This post was originally published on the AWS Startups Blog.
Guest post by Ammar Syatbi, Data Scientist, Fares Hasan, Data Scientist, Piyush Palkar, Chief Data Officer, Carsome
Carsome is Southeast Asia’s largest integrated car ecommerce platform. With operations across Malaysia, Indonesia, Thailand, and Singapore, we aim to digitize the region’s used car industry by reshaping and elevating the car buying and selling experience. We provide end-to-end solutions to consumers and used car dealers, from car inspection to ownership transfer to financing, promising a service that is trusted, convenient and efficient. Carsome currently transacts around 100,000 cars annually and has more than 2,000 employees across all our offices.
The value Carsome wants to achieve by innovation in this sector goes in two ways. First, it’s important for us that our customers have an excellent experience when they use our service, so the innovation we bring must keep the good work up and carry on making it better. Second, our operations will be more efficient and evolve to manage our growth plans.
Streamlining Inspections with Machine Learning
At Carsome, we understand the importance of thorough checks to offer the best prices and build buyer confidence. Typically, a car takes up to 30 minutes of inspection where our professional inspector will generate 175 points and take pictures annotating various notes about the car condition and appearance. As our business has grown rapidly, it’s critical to streamline this process while maintaining high quality.
Inspection is a strategic step in the car journey, and we are aware of the sheer innovation this step deserves to pioneer and transform the industry. For instance, among the images taken will be front and back images of the car where the inspector has to manually blur the car plate numbers to preserve the privacy of our customers. This small part takes time though a few minutes only but it adds up when you have 100 cars and execution takes place on the small screen of a phone, which is less than ideal.
There are several ongoing efforts to transform this segment of the journey leveraging artificial intelligence (AI) and machine learning (ML). The team has proposed automation of the process with deep learning, completely freeing the inspector from the arduous work of blurring the car plate numbers from images manually and saving the time spent doing this. This will increase the inspection capacity and efficiency in terms of the number of cars the inspector can inspect. There have been several use cases on this front and our small prototype propelled the plans to go ahead and bring artificial intelligence into the center of the inspection process.
However, due to Carsome growing rapidly, it was challenging to predict the adequate compute resources needed for this project deployment. We needed something that is easy to scale up and scale down depending on market demand and operation plans. The conventional method of building everything directly into a vanilla Amazon EC2 instance cannot adequately address the needs. Though we can manage the resources efficiently using Amazon EKS, we needed a solution that is quick and easy to set up and maintain so we can focus more on data science and machine learning instead of managing the infrastructure.
We ran our experiment on Amazon SageMaker, which is a fully managed service for the whole workflow from training a deep neural network model into inference. It provides us with just what we need. SageMaker helps data scientists and developers to prepare, build, train, and deploy ML models quickly by bringing together a broad set of capabilities purpose-built for ML. We can build, train, tune, and deploy our model without having to think much about managing the infrastructure. The diagram below shows the high-level architecture.

▶ Stored records:
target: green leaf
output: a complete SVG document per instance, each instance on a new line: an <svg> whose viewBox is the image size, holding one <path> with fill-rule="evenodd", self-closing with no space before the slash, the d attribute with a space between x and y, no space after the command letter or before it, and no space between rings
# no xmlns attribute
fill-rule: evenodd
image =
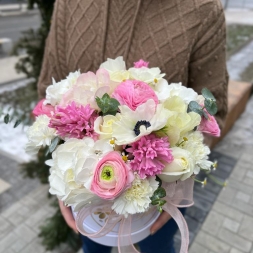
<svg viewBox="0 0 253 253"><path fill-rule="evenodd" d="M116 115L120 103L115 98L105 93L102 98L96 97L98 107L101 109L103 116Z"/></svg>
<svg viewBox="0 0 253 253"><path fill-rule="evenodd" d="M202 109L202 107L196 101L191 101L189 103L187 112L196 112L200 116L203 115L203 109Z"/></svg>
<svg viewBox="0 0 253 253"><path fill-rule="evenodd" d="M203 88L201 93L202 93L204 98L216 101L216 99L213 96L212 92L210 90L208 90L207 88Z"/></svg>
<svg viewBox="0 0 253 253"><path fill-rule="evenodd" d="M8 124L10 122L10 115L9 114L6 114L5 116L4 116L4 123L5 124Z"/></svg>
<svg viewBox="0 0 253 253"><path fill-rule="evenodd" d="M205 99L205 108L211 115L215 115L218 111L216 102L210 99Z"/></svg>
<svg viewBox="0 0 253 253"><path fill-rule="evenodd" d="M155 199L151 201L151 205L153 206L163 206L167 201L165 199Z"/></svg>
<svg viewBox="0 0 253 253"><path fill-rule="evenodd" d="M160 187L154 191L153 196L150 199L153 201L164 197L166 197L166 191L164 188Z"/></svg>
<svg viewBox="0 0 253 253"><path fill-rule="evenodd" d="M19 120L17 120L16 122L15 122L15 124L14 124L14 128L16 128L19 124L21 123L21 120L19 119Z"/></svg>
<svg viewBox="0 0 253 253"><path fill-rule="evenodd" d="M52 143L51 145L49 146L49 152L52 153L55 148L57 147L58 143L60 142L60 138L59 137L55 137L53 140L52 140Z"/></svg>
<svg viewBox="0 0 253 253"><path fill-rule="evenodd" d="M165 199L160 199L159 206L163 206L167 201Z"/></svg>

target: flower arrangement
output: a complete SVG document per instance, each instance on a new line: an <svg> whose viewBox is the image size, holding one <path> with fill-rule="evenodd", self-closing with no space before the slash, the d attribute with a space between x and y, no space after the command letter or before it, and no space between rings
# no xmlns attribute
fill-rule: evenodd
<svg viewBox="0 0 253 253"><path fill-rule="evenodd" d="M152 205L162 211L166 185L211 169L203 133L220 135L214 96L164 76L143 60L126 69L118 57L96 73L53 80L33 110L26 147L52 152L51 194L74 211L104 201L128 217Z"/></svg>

--

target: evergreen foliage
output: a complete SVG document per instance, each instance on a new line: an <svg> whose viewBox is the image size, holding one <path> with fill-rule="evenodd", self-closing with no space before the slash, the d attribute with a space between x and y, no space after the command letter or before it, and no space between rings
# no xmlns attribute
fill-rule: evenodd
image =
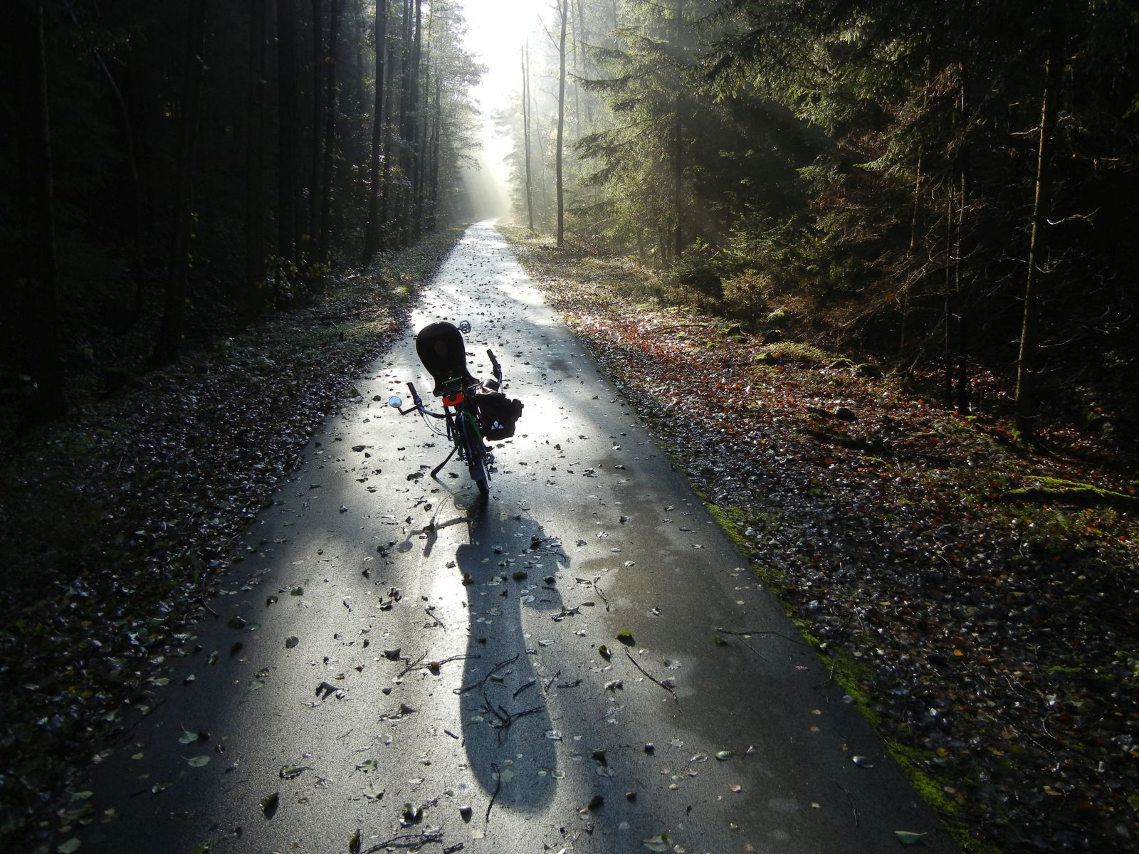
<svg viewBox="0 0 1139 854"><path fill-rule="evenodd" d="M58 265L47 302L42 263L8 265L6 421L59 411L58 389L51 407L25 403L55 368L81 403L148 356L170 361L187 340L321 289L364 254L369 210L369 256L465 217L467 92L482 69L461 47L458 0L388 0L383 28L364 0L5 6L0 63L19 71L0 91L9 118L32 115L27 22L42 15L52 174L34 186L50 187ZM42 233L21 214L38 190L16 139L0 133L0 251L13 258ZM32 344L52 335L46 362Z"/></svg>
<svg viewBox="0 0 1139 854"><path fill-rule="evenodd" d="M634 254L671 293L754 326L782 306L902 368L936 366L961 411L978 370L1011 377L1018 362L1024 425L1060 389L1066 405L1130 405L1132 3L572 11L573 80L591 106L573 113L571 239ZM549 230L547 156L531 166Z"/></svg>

▶ Aim of the task: In the Carsome post, how many points does the professional inspector generate during a typical car inspection?

▶ Response below: 175 points.